(ENTRIES SHOWN)
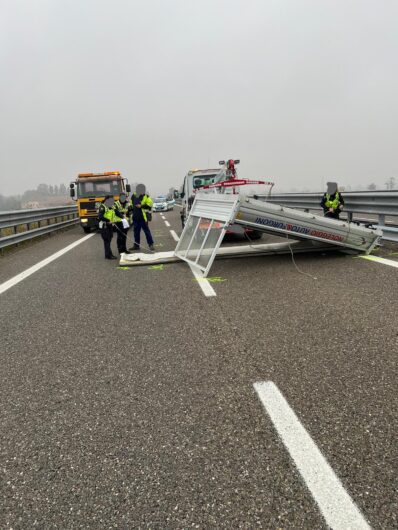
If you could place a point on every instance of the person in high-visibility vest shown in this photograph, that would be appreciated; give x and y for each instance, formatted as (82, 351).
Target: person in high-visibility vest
(141, 204)
(332, 201)
(121, 210)
(107, 218)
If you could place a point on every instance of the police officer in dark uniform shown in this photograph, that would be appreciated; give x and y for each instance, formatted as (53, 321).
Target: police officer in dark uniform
(121, 210)
(107, 218)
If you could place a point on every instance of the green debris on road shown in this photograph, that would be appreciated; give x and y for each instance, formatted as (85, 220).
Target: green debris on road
(212, 279)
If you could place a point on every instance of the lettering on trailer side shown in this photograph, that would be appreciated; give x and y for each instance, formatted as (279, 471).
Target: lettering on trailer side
(298, 229)
(270, 222)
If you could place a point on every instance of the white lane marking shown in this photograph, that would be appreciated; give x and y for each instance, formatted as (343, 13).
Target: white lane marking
(381, 260)
(19, 277)
(204, 284)
(174, 235)
(334, 502)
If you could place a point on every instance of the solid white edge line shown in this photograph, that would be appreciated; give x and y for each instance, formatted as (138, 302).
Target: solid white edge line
(19, 277)
(383, 261)
(203, 283)
(335, 504)
(174, 236)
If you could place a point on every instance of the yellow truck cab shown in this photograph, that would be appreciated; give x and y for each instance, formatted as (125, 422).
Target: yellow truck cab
(90, 189)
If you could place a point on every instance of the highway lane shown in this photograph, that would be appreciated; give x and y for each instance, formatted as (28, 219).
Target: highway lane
(128, 401)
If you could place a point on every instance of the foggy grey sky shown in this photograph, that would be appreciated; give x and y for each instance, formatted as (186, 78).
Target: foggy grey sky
(300, 90)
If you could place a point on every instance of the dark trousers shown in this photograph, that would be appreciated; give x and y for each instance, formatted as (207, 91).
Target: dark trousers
(107, 234)
(121, 237)
(137, 232)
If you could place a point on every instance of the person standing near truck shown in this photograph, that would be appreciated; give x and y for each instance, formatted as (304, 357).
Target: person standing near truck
(107, 219)
(141, 204)
(121, 210)
(332, 201)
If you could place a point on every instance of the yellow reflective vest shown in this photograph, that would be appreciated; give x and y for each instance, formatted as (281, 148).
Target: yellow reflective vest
(334, 203)
(109, 214)
(124, 209)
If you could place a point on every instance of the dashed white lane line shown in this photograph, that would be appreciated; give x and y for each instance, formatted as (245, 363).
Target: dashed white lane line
(19, 277)
(204, 284)
(334, 502)
(384, 261)
(174, 235)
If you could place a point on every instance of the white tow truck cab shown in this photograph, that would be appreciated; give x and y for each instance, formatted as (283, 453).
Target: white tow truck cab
(205, 181)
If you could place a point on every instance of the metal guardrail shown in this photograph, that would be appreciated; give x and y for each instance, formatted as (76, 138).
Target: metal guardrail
(380, 203)
(25, 218)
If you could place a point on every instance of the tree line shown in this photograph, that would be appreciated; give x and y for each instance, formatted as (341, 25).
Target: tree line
(43, 192)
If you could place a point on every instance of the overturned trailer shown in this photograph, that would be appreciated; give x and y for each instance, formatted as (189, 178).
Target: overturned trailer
(212, 214)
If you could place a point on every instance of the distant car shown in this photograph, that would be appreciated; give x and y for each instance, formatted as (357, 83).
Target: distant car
(160, 204)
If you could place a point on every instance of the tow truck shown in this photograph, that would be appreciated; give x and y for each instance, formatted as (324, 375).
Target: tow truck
(90, 189)
(220, 180)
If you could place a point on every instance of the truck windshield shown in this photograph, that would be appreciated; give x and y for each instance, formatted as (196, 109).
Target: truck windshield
(203, 180)
(99, 188)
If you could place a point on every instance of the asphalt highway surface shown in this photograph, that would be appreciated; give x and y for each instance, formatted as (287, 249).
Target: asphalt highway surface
(127, 397)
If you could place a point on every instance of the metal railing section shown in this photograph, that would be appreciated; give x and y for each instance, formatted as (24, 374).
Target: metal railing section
(19, 223)
(378, 203)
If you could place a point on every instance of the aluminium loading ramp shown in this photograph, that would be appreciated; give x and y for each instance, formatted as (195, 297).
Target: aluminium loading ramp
(211, 215)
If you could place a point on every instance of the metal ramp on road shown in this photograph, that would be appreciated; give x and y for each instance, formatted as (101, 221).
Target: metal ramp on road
(205, 228)
(211, 215)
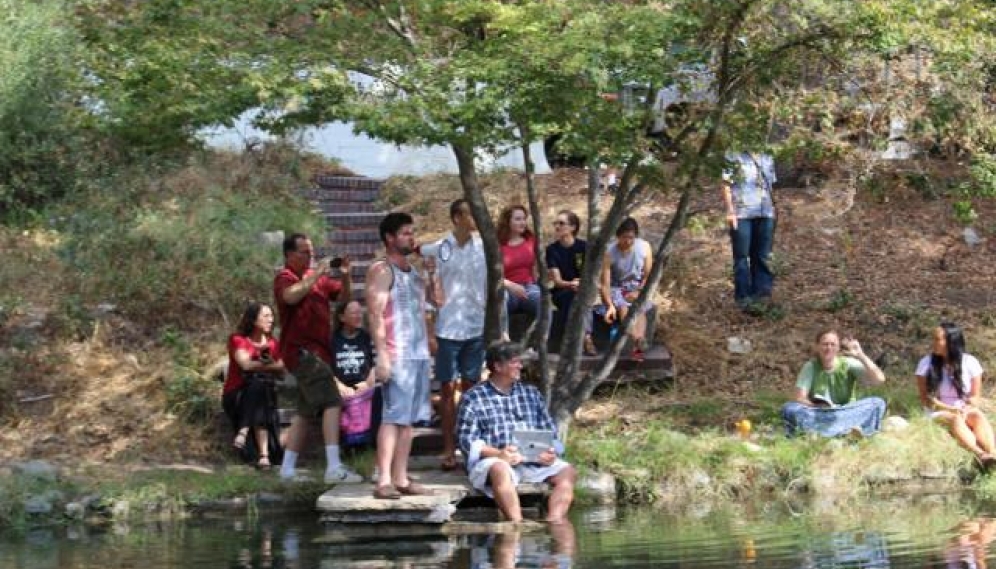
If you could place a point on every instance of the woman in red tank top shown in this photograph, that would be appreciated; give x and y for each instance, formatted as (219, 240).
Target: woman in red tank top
(518, 250)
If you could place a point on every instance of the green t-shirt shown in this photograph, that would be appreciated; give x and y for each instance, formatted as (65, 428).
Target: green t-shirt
(838, 386)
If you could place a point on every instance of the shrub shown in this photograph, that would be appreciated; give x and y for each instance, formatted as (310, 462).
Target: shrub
(40, 137)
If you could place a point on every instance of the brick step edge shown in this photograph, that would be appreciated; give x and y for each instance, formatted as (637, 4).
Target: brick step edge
(347, 182)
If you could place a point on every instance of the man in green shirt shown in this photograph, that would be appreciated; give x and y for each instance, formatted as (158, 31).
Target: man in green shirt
(826, 391)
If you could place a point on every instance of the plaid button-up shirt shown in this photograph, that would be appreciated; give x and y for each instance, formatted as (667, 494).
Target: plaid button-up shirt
(488, 417)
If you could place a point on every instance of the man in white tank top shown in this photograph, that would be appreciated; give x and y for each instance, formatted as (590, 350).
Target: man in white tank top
(395, 294)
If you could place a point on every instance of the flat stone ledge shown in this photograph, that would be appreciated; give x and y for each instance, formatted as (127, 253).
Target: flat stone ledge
(355, 504)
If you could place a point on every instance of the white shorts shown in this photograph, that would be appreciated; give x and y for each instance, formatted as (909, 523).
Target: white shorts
(406, 395)
(523, 473)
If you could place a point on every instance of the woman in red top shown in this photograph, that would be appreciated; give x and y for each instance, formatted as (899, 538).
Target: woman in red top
(518, 251)
(249, 396)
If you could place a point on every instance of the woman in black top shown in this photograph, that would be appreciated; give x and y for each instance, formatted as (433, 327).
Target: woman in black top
(565, 262)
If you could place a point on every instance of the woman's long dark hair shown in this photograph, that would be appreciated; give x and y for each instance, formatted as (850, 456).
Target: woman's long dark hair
(248, 321)
(954, 339)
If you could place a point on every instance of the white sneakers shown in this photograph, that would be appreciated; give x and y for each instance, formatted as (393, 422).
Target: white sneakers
(342, 475)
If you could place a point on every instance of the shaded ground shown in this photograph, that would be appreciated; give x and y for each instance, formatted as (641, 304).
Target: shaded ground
(884, 271)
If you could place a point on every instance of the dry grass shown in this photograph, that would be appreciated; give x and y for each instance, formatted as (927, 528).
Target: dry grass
(902, 263)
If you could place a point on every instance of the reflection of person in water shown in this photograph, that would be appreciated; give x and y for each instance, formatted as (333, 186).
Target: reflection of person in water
(970, 547)
(510, 550)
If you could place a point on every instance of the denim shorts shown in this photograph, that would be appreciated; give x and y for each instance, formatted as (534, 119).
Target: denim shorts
(406, 395)
(459, 359)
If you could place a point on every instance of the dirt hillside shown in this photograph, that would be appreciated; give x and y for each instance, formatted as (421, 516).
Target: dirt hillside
(884, 270)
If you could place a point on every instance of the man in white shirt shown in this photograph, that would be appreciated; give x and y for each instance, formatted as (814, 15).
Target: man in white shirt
(460, 290)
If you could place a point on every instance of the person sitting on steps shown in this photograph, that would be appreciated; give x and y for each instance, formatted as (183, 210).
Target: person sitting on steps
(826, 400)
(249, 395)
(625, 270)
(565, 261)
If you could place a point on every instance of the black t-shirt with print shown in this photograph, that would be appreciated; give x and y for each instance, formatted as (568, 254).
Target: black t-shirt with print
(352, 358)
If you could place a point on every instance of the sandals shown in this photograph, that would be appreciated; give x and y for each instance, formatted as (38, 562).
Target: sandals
(449, 463)
(986, 461)
(388, 492)
(240, 440)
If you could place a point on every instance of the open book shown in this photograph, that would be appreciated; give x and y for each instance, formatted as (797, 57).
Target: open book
(822, 400)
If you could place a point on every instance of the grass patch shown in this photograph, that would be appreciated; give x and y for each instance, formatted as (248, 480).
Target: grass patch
(151, 494)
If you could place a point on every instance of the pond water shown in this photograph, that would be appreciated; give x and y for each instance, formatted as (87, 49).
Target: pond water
(939, 531)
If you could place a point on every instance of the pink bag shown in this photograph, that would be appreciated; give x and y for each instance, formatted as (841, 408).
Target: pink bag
(355, 420)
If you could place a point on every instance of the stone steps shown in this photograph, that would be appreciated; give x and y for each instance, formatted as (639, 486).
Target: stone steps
(354, 503)
(349, 205)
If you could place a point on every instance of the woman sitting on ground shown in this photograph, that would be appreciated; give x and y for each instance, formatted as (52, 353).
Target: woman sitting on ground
(353, 366)
(249, 396)
(826, 395)
(625, 270)
(565, 260)
(952, 403)
(518, 252)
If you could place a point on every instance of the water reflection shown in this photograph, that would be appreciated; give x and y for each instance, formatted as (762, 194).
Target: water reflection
(969, 547)
(848, 549)
(512, 550)
(945, 533)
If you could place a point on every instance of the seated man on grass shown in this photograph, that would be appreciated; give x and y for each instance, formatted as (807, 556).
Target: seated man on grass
(826, 391)
(487, 420)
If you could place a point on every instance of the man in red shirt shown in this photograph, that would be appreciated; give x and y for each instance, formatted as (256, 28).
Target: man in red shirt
(302, 295)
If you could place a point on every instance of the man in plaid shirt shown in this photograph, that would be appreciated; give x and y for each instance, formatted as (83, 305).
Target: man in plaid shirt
(488, 416)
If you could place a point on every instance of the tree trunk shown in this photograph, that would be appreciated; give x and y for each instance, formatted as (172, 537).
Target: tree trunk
(564, 398)
(492, 253)
(571, 391)
(539, 336)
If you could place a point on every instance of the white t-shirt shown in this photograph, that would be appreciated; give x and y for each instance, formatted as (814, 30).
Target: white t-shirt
(946, 393)
(463, 273)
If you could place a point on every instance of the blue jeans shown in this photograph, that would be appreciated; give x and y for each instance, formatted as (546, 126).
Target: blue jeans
(751, 242)
(515, 305)
(459, 359)
(865, 414)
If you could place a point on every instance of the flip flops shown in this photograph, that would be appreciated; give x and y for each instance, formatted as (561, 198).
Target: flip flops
(449, 463)
(388, 492)
(240, 441)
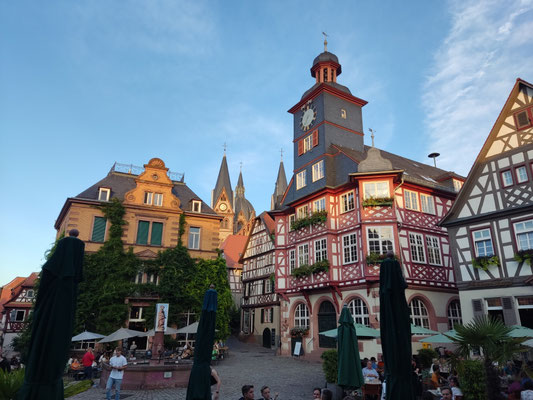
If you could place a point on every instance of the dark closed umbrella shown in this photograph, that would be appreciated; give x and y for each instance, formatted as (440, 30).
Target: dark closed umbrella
(199, 387)
(350, 374)
(53, 320)
(395, 331)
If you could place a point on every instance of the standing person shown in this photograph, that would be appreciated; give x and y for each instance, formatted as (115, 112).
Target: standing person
(247, 392)
(118, 365)
(265, 392)
(87, 362)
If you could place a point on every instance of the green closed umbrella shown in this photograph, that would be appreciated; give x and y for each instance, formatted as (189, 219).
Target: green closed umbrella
(53, 320)
(350, 374)
(199, 387)
(395, 331)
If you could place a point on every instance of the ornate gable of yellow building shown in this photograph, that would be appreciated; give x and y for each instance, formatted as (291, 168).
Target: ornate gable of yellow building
(153, 187)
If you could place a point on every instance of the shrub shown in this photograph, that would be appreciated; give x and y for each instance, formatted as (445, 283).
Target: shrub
(329, 365)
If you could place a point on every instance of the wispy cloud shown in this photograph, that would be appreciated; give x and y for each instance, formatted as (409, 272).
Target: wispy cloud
(488, 46)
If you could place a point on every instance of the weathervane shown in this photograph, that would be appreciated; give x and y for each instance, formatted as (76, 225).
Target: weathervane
(372, 135)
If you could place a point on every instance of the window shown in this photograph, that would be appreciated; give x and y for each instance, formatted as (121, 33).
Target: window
(98, 229)
(427, 204)
(416, 244)
(103, 194)
(319, 205)
(303, 254)
(359, 312)
(300, 180)
(347, 202)
(194, 238)
(524, 234)
(196, 206)
(321, 250)
(301, 316)
(454, 314)
(521, 174)
(302, 212)
(380, 239)
(375, 189)
(507, 178)
(483, 243)
(349, 248)
(149, 232)
(292, 260)
(419, 313)
(411, 200)
(318, 170)
(433, 246)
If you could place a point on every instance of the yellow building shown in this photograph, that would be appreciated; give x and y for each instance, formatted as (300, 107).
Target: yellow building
(154, 199)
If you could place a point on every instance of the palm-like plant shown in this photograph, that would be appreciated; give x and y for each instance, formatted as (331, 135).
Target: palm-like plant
(491, 337)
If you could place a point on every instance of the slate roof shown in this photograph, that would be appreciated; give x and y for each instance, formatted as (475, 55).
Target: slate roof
(120, 183)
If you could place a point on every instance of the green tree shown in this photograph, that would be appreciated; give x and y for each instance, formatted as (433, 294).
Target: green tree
(491, 337)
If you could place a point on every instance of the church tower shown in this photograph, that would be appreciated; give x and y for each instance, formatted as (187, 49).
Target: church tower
(222, 200)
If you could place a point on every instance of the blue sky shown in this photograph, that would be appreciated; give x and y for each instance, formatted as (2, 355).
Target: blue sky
(84, 84)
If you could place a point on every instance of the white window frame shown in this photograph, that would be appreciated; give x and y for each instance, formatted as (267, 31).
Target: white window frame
(524, 229)
(301, 179)
(301, 316)
(359, 311)
(349, 248)
(347, 201)
(303, 254)
(433, 248)
(321, 249)
(427, 203)
(419, 313)
(318, 170)
(158, 199)
(416, 247)
(196, 206)
(292, 260)
(480, 239)
(195, 236)
(319, 205)
(373, 189)
(380, 230)
(411, 200)
(520, 179)
(104, 194)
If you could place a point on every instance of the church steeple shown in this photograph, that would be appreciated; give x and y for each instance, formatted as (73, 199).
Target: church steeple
(279, 188)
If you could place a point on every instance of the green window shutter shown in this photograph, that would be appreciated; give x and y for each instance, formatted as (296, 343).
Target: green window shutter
(98, 229)
(157, 233)
(142, 232)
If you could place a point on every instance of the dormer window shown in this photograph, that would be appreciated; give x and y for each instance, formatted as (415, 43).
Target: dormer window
(196, 206)
(103, 194)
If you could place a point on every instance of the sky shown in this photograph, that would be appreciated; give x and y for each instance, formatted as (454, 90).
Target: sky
(87, 83)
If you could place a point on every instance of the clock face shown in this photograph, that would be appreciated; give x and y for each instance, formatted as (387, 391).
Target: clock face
(308, 116)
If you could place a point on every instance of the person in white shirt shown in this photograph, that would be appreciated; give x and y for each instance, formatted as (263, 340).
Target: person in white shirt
(118, 365)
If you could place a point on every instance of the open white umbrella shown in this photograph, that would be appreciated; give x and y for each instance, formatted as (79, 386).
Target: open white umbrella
(121, 334)
(86, 336)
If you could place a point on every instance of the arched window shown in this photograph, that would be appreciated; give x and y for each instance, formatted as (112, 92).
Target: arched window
(359, 312)
(419, 313)
(301, 316)
(454, 314)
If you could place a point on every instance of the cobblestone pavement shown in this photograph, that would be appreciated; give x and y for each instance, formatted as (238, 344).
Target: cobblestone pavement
(293, 379)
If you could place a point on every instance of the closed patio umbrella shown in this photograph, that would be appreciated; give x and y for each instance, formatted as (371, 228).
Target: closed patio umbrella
(53, 321)
(199, 387)
(395, 331)
(349, 372)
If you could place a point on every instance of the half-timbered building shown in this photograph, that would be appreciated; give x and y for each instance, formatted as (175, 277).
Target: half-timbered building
(17, 309)
(346, 206)
(260, 306)
(491, 223)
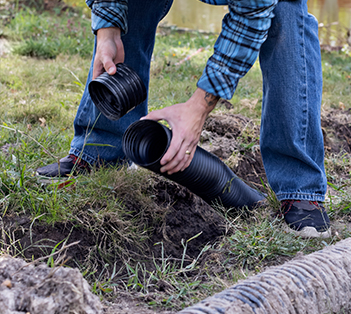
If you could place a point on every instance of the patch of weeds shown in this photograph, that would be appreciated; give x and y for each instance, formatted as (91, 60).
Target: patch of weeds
(48, 98)
(336, 80)
(48, 35)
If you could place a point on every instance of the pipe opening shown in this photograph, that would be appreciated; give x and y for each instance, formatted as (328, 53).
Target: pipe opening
(115, 95)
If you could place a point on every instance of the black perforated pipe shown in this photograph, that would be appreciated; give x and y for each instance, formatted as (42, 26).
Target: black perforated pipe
(146, 141)
(319, 283)
(115, 95)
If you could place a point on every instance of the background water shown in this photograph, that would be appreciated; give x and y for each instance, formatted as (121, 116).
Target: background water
(334, 17)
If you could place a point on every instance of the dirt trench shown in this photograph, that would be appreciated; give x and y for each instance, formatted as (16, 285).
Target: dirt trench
(233, 138)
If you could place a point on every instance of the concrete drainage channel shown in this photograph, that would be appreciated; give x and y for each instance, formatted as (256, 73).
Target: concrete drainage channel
(319, 283)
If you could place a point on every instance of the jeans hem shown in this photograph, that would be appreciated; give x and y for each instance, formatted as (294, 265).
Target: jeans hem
(301, 197)
(82, 155)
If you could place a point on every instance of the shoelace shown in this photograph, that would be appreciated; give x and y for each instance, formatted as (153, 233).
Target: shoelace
(287, 204)
(81, 164)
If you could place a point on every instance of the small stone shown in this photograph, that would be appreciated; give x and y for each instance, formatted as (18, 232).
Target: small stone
(7, 283)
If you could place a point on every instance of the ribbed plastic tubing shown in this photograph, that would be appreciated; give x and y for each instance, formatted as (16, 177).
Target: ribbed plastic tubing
(318, 283)
(115, 95)
(146, 141)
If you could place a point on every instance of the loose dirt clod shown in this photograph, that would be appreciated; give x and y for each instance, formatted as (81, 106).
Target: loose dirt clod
(39, 289)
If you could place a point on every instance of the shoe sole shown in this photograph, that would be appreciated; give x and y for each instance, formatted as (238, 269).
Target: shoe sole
(51, 180)
(309, 232)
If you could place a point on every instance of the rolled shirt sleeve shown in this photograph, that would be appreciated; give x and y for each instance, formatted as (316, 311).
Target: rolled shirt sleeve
(108, 13)
(244, 29)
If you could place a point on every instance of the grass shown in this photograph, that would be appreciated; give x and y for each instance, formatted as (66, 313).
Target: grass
(41, 82)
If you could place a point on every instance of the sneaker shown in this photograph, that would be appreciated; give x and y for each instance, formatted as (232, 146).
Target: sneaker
(306, 218)
(66, 167)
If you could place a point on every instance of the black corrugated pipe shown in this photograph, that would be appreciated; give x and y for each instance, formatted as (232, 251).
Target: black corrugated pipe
(115, 95)
(146, 141)
(319, 283)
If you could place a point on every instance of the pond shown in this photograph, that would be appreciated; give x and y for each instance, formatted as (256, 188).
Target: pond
(334, 17)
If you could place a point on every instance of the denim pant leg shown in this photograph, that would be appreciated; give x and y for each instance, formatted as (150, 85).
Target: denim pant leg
(291, 136)
(97, 138)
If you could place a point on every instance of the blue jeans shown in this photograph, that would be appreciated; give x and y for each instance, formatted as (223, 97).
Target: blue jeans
(291, 137)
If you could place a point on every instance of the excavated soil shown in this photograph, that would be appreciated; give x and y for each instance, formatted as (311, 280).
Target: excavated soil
(233, 138)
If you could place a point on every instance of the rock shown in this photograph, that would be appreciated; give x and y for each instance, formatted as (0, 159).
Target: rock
(39, 289)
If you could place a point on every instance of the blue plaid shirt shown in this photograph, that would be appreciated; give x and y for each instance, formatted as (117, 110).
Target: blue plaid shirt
(244, 29)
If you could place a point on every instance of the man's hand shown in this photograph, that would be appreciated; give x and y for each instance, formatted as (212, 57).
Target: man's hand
(186, 120)
(109, 51)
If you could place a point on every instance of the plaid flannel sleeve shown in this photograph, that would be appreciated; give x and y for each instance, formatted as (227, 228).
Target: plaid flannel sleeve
(244, 29)
(108, 13)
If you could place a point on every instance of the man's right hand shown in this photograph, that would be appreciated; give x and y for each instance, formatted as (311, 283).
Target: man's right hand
(109, 51)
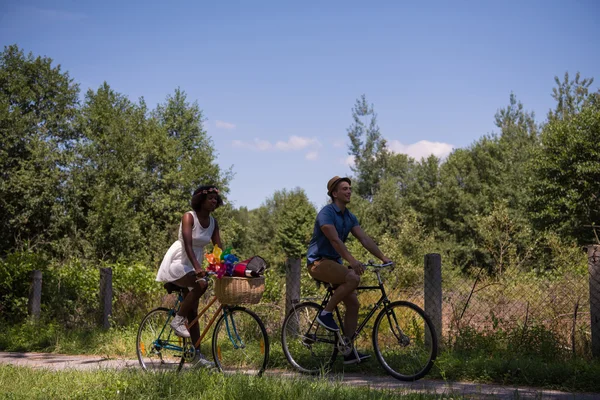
(End ENTRIES SHOWN)
WORK ITEM
Starting at the line above that contains "Target: jeans hem", repeat each line exactly up to and including the line that contains "as (232, 251).", and stop there.

RESULT OF THIS TASK
Target: jeans hem
(301, 197)
(82, 155)
If you could place a point on every instance of the shoelace shown in this photograph, that would be appreciated; give x and y for each instance, formatted as (153, 233).
Target: shoelace
(287, 204)
(81, 164)
If you could place a point on every instance of the small stone shown in this photograph, that would be appreciated; give x and y for each instance, formatted as (18, 232).
Target: small stone
(7, 283)
If you could place a point on every instance of the ribbed plastic tubing shown in this photograph, that would be appreciated; give x and y for each instance, formatted as (16, 177).
Target: ribbed plastic tubing
(318, 283)
(115, 95)
(146, 141)
If you could place a point on every instance of the loose dirt clod shown in this photograph, that would be appreciated; give x and y for each instance, formatted as (81, 106).
Target: loose dirt clod
(39, 289)
If you could place a point on every instance of the shoe sole shown in this photograph, that would be appreciated; give x and y for each instance, formatted as (238, 269).
Target: shoe sole
(51, 180)
(309, 232)
If you could place a point on every instance of the rolled shirt sleeve shown in this photograph, that would be appreciated; give x and y for each instance, formatted as (316, 311).
Target: rolled shirt sleeve
(108, 13)
(244, 29)
If you could place a point on every instance of the grass shown in this photograph, that would be appreciated; give x and y for each instance, formatted as (66, 313).
Target: grass
(41, 82)
If you could place a point on every instance of the sneaker shown in this photograph, that would be appreciated; give x and y for each instance, formatted as (232, 146).
Target: sneaker
(306, 218)
(66, 167)
If you could place a point on every instance of the black corrugated pipe shown in this photograph, that would be appreciated; give x and y for each instance, formatted as (232, 251).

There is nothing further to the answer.